Point placement material
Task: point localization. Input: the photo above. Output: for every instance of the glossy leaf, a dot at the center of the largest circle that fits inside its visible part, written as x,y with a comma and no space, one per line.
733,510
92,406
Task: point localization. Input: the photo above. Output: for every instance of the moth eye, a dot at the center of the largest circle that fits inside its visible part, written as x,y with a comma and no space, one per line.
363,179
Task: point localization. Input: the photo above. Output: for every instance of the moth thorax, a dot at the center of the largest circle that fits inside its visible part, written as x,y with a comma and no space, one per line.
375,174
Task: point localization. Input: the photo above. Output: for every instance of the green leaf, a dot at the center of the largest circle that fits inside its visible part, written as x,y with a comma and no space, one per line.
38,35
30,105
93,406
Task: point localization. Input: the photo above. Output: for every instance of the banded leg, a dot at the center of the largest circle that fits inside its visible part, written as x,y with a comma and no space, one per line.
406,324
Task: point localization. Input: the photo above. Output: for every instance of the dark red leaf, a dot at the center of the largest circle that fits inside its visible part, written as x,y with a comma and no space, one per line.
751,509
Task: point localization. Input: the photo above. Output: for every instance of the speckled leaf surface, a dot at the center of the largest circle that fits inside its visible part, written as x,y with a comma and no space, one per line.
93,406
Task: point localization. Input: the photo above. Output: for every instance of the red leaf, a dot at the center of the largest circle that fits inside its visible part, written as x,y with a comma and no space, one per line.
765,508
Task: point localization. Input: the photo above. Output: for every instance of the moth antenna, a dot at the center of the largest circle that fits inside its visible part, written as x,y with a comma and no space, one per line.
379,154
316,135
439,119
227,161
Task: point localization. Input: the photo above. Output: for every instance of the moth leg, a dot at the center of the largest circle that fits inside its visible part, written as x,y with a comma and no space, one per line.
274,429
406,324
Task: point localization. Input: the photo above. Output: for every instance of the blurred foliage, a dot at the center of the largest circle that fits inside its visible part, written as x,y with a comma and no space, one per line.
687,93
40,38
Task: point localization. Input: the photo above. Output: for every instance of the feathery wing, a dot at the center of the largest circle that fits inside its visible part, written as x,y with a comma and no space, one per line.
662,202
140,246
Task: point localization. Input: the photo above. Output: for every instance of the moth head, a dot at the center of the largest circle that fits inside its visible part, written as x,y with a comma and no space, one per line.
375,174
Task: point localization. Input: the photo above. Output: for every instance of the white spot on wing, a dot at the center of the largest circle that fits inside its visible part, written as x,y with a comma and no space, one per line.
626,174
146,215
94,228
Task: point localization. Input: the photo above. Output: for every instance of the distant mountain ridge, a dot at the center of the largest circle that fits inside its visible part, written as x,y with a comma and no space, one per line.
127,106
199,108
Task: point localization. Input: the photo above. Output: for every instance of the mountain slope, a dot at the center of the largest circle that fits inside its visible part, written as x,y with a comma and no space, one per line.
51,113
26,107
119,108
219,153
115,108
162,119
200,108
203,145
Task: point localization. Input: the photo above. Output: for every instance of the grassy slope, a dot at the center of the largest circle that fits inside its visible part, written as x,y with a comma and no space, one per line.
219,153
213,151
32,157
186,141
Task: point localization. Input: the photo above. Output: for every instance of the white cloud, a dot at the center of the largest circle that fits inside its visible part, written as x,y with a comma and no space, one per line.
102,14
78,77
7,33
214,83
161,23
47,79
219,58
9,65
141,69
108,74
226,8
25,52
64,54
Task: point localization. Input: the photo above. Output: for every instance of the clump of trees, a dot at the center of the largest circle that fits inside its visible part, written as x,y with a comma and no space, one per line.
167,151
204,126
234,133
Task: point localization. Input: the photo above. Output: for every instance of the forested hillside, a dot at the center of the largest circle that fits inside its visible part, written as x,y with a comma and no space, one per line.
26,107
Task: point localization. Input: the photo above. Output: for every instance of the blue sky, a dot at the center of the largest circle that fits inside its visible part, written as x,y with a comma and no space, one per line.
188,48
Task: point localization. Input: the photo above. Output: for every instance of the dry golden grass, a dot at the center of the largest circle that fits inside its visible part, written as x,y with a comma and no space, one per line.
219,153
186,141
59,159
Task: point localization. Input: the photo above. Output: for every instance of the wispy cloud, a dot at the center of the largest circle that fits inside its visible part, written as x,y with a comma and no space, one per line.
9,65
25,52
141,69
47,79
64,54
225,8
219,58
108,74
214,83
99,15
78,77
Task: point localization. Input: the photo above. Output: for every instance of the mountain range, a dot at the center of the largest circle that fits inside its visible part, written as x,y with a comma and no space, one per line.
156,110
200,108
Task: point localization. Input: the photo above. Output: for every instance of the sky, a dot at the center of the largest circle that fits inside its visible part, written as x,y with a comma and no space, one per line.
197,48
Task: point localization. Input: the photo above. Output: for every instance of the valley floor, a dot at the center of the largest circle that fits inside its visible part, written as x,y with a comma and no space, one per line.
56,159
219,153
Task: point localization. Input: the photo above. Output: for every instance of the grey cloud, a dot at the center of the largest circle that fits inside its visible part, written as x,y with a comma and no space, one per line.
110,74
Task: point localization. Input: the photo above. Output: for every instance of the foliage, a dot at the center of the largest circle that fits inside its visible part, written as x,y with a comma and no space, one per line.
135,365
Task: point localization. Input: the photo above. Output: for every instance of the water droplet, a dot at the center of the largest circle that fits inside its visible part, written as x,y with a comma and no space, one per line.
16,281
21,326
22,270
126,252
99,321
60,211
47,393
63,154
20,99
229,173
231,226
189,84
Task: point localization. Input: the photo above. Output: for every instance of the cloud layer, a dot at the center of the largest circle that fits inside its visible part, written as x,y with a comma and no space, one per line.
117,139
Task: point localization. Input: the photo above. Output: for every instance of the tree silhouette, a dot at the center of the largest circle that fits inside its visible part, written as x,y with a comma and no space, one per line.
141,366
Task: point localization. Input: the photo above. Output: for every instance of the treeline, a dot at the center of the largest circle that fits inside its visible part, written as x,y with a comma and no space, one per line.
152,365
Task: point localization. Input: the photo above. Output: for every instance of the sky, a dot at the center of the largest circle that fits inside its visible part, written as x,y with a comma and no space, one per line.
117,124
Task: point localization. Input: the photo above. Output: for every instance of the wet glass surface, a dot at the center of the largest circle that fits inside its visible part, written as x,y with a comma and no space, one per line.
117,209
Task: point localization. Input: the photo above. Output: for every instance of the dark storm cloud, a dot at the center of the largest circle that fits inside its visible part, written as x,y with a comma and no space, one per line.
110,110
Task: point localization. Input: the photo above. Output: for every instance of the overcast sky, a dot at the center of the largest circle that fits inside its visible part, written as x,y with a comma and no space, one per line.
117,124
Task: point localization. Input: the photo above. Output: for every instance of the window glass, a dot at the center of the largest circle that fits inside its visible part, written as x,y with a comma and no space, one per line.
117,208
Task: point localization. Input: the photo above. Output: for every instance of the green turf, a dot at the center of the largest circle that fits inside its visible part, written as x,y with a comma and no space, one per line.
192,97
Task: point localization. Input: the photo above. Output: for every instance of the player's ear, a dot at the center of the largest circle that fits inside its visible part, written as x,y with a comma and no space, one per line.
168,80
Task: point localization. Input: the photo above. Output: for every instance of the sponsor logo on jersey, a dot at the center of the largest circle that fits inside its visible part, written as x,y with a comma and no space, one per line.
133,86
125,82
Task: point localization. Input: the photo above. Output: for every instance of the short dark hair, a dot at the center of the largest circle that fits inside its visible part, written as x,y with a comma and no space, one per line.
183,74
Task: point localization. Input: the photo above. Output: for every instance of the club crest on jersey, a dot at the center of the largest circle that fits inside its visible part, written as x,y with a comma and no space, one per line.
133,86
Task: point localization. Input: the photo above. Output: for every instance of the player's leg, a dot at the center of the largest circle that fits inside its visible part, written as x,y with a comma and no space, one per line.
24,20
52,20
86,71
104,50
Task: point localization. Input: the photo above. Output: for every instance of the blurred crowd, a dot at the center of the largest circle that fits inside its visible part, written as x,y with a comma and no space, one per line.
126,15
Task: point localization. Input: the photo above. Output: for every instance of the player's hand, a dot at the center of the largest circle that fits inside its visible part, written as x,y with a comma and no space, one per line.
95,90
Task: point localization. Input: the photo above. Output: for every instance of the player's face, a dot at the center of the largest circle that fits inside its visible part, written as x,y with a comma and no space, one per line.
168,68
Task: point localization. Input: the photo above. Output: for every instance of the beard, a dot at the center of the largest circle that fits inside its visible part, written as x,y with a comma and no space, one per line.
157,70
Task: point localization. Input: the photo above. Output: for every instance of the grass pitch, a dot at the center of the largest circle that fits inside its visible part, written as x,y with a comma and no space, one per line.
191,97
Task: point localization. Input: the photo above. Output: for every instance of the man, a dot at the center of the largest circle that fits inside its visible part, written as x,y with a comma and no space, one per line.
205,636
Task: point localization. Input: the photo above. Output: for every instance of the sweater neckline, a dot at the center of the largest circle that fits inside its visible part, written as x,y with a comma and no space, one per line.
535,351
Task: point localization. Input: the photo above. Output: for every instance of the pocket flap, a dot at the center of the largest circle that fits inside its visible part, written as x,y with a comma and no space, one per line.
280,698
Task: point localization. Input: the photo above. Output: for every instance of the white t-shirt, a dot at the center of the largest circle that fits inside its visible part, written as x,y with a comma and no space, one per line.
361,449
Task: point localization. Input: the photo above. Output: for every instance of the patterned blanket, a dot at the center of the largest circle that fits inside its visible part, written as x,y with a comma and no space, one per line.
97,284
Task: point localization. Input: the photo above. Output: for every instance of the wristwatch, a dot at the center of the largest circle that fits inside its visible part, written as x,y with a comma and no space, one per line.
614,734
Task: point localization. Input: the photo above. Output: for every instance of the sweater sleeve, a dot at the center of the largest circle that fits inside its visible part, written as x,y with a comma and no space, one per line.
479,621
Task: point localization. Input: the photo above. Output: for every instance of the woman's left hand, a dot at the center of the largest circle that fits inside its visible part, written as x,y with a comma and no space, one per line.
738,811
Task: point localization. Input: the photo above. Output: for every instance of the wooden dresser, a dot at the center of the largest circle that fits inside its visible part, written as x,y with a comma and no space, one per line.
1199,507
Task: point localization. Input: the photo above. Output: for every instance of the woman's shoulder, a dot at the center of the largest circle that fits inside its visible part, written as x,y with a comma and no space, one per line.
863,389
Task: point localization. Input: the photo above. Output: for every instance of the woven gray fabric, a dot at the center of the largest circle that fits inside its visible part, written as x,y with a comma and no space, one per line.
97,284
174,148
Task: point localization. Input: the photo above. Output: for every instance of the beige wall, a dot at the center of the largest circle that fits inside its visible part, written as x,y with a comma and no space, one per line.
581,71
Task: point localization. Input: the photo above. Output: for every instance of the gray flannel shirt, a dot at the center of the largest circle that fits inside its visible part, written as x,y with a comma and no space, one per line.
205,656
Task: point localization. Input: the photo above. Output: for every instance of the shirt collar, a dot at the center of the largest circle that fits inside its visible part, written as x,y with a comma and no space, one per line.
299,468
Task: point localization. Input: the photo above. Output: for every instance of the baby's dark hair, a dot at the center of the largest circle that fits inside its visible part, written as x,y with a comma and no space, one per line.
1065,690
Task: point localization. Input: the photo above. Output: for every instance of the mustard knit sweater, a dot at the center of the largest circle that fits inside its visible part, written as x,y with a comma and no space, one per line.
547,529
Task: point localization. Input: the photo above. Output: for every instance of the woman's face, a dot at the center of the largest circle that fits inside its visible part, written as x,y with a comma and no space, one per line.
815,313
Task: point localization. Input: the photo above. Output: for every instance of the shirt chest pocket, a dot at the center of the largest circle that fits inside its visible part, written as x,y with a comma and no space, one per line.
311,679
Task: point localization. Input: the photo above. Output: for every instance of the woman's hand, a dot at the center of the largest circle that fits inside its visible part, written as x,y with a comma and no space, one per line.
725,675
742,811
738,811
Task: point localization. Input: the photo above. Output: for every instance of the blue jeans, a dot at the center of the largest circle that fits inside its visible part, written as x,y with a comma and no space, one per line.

» **Set problem**
Quote word for word the material from the line containing "woman's hand, a" through the end of the material, including both the first and the last line.

» **Written answer**
Task: point localization. Input: the photo above. Output: for every instance of the woman's hand, a dot at the center of the largest circle that fits inside its visible part, written as x,y with a comma and no space, one per line.
725,675
742,811
738,811
Task: point localization. Input: the photo above. Output: for every instance of the blue jeans, a dot at the center of the largest circle that fits inside its visible part, written as x,y with a comma and no space, one per line.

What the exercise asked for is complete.